(Raw records)
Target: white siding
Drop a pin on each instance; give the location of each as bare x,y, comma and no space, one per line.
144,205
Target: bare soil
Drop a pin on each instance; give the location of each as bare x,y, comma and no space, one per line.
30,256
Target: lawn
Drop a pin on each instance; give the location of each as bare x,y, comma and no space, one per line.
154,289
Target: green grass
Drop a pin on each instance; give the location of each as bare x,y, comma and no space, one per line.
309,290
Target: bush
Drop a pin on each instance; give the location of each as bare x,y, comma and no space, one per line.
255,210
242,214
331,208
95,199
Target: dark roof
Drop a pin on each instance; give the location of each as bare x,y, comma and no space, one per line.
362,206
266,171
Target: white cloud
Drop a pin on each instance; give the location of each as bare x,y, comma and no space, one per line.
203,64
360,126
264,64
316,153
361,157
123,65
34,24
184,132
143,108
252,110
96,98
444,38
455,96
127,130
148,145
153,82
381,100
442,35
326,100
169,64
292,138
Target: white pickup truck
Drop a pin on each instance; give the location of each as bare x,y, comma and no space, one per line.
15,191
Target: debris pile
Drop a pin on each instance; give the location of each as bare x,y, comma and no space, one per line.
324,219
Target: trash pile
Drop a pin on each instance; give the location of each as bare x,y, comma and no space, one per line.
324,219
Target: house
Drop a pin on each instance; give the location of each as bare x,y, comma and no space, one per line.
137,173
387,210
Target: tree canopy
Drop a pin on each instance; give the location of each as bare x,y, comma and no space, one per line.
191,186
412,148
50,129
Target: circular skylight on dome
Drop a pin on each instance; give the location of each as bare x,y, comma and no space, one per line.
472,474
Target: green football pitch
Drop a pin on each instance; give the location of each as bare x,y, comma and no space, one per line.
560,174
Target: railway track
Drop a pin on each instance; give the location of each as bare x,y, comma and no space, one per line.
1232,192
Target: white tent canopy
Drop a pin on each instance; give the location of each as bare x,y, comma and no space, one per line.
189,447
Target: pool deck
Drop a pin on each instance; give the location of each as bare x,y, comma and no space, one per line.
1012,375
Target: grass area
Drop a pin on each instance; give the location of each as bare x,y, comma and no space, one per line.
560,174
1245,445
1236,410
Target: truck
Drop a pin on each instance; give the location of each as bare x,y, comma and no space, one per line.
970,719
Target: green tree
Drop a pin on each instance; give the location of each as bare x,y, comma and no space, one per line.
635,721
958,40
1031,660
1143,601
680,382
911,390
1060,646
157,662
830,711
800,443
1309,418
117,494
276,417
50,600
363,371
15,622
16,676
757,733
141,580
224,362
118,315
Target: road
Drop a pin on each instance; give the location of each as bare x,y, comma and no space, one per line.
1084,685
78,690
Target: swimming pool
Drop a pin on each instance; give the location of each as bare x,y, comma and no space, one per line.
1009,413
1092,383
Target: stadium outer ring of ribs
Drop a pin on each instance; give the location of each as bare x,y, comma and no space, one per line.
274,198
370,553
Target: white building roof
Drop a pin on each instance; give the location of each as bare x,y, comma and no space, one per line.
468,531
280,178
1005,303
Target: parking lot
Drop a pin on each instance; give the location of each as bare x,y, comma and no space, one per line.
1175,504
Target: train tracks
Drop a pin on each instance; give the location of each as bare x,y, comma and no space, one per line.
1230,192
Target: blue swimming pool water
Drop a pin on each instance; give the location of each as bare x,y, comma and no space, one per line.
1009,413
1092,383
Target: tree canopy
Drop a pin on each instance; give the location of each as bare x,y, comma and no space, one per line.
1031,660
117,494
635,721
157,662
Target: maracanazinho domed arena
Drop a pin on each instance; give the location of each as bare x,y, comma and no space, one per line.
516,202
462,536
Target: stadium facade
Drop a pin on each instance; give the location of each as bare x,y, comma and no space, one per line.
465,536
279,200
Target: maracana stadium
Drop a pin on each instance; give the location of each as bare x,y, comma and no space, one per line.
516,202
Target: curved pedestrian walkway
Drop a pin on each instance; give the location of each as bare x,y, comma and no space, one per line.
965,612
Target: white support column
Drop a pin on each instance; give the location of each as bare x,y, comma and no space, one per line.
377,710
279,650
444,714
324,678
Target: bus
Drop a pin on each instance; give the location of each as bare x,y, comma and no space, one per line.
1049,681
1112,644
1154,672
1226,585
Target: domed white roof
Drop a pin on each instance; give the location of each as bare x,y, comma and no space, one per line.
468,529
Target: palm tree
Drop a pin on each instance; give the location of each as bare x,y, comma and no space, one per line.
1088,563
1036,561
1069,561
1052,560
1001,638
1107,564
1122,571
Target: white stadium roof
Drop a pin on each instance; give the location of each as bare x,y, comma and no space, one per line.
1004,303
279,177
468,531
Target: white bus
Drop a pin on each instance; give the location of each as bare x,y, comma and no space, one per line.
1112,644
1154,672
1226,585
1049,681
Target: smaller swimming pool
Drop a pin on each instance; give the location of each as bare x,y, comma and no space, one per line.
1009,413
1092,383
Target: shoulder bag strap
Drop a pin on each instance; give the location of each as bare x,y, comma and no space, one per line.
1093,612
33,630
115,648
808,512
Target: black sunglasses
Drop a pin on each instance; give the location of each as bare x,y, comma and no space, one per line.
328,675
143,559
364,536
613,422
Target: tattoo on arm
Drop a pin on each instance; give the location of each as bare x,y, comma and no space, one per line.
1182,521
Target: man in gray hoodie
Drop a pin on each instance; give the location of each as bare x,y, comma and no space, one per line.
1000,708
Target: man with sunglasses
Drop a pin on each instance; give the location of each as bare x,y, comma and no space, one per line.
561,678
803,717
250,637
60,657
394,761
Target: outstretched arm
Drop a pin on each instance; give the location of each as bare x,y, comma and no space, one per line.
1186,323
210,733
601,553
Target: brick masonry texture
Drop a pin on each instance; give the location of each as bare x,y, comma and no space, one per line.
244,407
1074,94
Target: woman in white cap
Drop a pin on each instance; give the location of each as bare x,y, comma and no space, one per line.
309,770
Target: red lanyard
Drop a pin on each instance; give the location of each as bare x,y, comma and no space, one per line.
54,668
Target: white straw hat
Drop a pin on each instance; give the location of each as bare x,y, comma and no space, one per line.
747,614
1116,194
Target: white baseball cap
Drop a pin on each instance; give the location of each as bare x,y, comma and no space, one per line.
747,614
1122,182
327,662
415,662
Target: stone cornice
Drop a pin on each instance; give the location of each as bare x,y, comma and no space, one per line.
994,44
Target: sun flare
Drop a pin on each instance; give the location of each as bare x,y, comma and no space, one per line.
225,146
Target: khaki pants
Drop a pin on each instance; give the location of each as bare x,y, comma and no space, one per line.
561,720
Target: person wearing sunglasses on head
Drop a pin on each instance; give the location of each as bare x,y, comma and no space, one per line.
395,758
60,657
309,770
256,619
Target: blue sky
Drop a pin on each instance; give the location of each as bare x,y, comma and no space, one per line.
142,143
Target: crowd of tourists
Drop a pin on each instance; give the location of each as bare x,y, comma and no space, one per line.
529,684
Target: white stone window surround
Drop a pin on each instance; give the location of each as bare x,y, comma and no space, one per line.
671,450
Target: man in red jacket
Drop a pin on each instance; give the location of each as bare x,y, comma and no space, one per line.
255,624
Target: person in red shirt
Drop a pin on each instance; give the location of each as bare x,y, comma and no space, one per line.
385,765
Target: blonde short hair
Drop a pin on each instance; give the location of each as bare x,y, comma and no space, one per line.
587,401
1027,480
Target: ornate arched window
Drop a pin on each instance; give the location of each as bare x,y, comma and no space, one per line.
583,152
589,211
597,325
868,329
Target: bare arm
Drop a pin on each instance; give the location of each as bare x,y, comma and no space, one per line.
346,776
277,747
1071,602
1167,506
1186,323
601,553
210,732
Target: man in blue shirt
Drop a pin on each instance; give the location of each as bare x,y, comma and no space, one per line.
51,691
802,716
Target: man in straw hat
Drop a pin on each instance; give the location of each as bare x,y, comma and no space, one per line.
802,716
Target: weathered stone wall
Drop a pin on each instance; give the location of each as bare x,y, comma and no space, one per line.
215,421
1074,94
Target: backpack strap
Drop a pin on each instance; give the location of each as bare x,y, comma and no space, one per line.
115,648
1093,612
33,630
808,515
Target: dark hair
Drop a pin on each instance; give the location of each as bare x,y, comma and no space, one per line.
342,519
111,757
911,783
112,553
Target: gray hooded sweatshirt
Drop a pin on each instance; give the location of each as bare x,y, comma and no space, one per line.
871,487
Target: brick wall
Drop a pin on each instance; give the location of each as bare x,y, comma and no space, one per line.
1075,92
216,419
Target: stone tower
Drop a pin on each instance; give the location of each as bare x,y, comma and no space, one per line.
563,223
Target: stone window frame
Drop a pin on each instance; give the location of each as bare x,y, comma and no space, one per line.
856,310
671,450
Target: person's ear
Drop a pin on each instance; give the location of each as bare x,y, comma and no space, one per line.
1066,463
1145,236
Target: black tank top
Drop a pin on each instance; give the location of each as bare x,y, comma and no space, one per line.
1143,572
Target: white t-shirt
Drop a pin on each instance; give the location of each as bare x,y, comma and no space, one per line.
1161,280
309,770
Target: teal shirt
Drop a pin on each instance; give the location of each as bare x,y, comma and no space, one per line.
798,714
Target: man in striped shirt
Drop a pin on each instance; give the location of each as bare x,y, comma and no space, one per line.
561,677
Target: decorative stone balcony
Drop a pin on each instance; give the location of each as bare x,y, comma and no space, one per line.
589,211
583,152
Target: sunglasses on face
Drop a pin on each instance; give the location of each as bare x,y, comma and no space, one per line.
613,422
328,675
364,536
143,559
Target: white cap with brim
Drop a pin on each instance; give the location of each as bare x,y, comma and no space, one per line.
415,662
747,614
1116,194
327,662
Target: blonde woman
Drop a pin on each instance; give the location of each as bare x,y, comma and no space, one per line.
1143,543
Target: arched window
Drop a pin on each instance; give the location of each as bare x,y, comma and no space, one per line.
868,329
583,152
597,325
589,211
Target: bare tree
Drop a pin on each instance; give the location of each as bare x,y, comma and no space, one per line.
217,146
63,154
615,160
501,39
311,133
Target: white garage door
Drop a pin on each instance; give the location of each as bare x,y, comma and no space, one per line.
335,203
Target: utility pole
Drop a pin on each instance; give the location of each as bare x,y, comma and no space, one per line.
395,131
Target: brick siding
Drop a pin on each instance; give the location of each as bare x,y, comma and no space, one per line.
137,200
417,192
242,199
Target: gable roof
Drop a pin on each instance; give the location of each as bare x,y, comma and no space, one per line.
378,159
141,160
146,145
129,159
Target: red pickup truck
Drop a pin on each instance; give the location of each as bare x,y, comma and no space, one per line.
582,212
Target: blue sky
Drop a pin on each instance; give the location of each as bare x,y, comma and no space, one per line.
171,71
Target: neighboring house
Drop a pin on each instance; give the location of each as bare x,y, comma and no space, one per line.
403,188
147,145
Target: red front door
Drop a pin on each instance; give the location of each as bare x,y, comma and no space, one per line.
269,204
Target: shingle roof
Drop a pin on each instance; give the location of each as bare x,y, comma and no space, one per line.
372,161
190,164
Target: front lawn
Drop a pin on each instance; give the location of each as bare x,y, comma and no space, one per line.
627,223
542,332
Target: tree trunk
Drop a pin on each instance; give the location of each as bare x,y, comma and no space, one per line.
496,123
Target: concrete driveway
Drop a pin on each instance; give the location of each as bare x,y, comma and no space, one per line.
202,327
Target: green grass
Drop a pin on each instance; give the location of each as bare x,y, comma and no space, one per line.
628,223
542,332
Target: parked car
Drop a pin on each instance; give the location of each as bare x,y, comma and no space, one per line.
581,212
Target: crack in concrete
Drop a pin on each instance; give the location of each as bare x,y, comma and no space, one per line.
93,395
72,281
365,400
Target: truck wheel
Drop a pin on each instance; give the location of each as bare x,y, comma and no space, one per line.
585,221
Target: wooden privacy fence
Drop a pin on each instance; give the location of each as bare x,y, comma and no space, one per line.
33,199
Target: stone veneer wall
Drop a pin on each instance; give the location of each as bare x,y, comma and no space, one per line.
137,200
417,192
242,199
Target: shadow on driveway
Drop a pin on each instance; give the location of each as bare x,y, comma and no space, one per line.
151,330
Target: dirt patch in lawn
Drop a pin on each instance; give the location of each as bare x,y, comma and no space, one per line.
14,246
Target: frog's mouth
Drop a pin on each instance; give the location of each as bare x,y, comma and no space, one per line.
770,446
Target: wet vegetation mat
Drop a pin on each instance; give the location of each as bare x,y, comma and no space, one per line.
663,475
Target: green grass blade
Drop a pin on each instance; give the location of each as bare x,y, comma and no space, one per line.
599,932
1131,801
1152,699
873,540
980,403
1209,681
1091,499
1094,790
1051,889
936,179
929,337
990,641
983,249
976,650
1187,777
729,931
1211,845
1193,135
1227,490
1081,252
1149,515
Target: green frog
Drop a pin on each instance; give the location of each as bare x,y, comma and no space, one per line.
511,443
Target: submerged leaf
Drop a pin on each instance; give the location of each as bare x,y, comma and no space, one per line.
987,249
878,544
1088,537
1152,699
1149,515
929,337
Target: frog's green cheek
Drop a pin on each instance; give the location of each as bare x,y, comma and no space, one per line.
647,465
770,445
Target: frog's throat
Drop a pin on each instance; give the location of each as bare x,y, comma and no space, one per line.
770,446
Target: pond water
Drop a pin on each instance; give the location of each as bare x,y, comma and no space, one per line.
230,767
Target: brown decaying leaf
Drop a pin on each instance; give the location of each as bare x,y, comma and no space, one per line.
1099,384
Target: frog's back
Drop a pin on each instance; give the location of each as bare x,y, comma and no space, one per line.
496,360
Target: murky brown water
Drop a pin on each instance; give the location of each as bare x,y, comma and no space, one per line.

» INSTRUCTIONS FOR THE TASK:
Return exactly, and only, the line containing "Target: green frog" and every line after it through the end of the material.

» WRITTEN REPLY:
Target: green frog
Drop a pin on each instance; give the location of each as bare x,y, comma and no space, one per line.
511,443
Target: submerged leaf
Drop a pin on each instance; give the location of each as bare x,y, comma and no space, one per line.
987,249
878,544
1088,537
1152,699
1149,515
929,337
Target: frog's green cheek
Drop a pin on each instance; give the location of each as bare x,y, comma and no space, one per line.
647,465
770,445
Target: frog's throat
Drop a pin on each instance; give the location of each as bare x,y, comma and no space, one per line.
770,446
Target: pond water
Drop a pin on each instance; give the location of each as bare x,y, comma and no space, one per line.
230,767
Target: brown decaying leaf
Drop a pin on each instance; give the location of each as bare x,y, comma and no space, one per line.
1099,384
Target: frog's back
Drop a pin on each instance; give the location of each as bare x,y, comma and no space, one per line.
496,360
Target: murky brown water
Drop a pin on each instance; give the location of each as bare x,y, comma and no space, one per line.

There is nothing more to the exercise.